DOCUMENT SEGMENT —
....
U.S. jury to ponder $611,099 theft case; group of Arkansas doctors say clerk embezzled

A federal jury is to begin deliberating today on 25 embezzlement-related charges against Lynn Espejo, a former bookkeeper for a group of central Arkansas physicians who says one of them authorized her to reimburse herself from the doctors' shared-expense account for doing his personal shopping.

Espejo, of Sherwood, is accused of stealing $611,099.04 from the account through which several doctors -- up to nine at one time -- shared common expenses between March 2007 and October 2010.

Espejo contends that as the office manager for Practice Management Services Inc., through which a group of doctors shared some costs and also had their individual bills paid, she also kept track of what she called Dr. Bruce Sanderson's "slush fund." Sanderson was then Practice Management's president.

Espejo testified Tuesday that Sanderson regularly asked her to purchase items on his behalf that he didn't want his wife to know about, or to pay his personal bills, and then he reimbursed her by putting extra funds in the expense account and allowing her to transfer those extra funds to her own accounts. She said she was also asked to give cash to employees for unofficial Christmas bonuses and was reimbursed for "various things" that she charged on her personal credit card or her personal debit card.
....
MATERIAL PROVIDED —
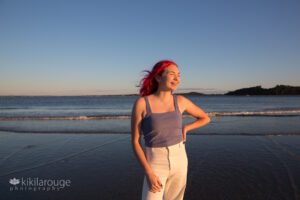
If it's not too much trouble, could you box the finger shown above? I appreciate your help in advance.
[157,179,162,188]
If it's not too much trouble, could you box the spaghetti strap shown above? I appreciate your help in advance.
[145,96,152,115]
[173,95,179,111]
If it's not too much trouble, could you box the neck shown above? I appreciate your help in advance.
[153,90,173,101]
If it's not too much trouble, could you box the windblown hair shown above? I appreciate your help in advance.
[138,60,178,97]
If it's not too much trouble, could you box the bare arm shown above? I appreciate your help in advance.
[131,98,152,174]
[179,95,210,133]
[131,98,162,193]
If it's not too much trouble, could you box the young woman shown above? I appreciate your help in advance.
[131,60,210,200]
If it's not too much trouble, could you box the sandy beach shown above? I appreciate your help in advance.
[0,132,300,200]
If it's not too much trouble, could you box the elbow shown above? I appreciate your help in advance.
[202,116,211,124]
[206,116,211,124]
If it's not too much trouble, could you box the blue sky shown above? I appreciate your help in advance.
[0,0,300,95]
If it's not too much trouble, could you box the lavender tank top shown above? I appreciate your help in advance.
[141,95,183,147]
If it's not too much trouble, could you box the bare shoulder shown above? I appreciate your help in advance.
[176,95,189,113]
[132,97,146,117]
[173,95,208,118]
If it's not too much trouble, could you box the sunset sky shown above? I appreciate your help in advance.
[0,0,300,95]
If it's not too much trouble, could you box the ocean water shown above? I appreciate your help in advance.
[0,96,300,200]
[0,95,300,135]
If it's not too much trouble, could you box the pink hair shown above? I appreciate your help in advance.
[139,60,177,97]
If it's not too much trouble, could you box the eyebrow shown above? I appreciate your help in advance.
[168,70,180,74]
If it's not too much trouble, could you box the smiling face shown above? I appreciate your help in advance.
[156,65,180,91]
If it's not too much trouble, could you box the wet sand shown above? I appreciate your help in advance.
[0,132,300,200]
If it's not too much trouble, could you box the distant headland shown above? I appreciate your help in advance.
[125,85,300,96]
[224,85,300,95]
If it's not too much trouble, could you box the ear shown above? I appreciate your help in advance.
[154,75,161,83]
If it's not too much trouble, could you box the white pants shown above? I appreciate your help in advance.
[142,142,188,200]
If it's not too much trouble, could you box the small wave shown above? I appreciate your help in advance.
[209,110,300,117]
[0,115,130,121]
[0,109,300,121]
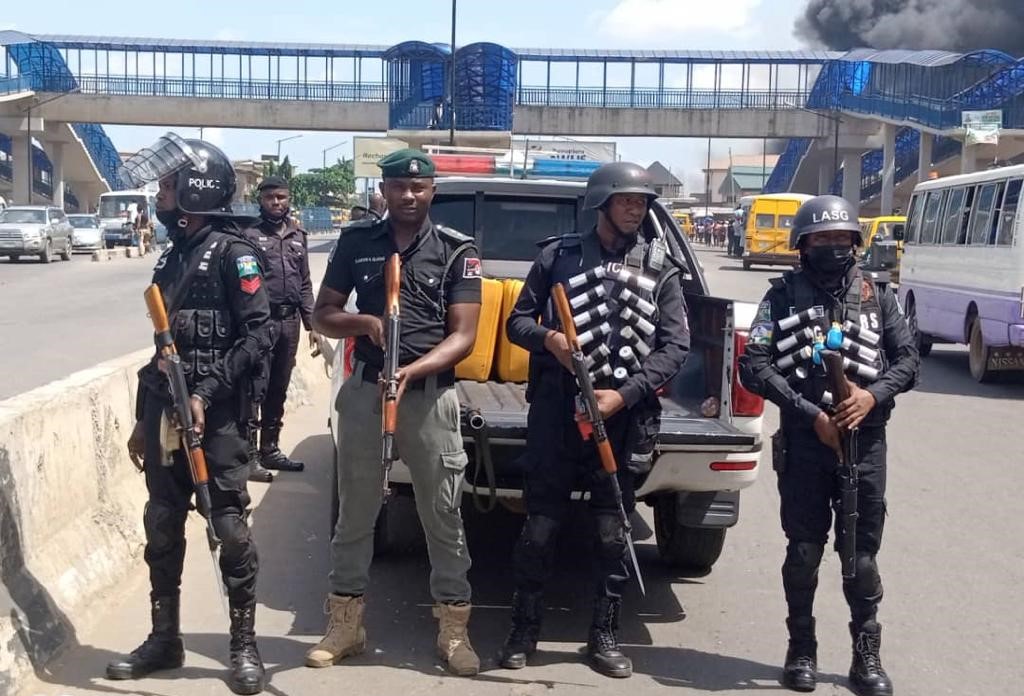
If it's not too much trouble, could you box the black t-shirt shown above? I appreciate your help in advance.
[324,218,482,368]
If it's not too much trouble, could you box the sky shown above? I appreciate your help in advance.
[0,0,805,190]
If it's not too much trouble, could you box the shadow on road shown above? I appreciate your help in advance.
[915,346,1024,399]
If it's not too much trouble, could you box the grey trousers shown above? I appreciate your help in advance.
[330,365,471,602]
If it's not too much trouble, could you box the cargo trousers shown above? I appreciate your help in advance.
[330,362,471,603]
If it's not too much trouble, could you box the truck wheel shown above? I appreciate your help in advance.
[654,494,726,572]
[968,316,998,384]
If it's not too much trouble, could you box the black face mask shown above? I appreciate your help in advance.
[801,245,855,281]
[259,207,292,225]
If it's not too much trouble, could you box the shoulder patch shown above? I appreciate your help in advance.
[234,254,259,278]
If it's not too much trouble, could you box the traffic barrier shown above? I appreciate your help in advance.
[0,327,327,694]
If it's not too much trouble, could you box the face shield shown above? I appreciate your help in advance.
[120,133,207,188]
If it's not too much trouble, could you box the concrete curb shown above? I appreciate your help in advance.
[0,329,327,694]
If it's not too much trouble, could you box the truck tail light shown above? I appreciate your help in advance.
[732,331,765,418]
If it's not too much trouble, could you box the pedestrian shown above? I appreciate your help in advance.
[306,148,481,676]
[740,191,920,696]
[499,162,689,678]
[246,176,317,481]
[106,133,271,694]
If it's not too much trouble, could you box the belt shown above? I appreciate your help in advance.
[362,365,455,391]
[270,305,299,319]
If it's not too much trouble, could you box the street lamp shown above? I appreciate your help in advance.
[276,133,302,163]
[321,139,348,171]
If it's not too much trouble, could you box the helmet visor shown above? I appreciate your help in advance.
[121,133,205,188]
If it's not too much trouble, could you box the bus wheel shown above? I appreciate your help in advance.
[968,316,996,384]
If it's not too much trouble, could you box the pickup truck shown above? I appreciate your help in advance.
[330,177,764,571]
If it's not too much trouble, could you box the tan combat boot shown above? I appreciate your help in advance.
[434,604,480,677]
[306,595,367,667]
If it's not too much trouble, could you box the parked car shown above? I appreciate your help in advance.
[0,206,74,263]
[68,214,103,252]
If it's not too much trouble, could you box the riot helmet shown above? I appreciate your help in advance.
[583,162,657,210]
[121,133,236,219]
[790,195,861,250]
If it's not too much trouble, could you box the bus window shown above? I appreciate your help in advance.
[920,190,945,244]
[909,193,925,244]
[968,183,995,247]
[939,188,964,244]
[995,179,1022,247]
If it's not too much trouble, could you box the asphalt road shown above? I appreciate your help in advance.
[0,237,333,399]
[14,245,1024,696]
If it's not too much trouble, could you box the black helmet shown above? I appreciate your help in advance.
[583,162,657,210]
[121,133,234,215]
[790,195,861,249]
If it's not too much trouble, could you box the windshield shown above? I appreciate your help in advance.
....
WHAT THIS EXERCISE ASKS —
1 > Summarize the embezzlement trial report in two sentences.
2 > Duplicate the passage of the embezzlement trial report starting at "A federal jury" and ending at "his personal shopping.".

EXPECTED OUTPUTS —
1 > A federal jury is to begin deliberating on 25 embezzlement-related charges against Lynn Espejo, a former bookkeeper for a group of central Arkansas physicians who is accused of stealing $611,099.04 from the account the doctors used to share common expenses between March 2007 and October 2010. Espejo contends that Dr. Bruce Sanderson, then president of Practice Management Services Inc., authorized her to reimburse herself from that account for his personal shopping and bills, and she testified that he put extra funds in the account and allowed her to transfer them to her own accounts.

2 >
A federal jury is to begin deliberating today on 25 embezzlement-related charges against Lynn Espejo, a former bookkeeper for a group of central Arkansas physicians who says one of them authorized her to reimburse herself from the doctors' shared-expense account for doing his personal shopping.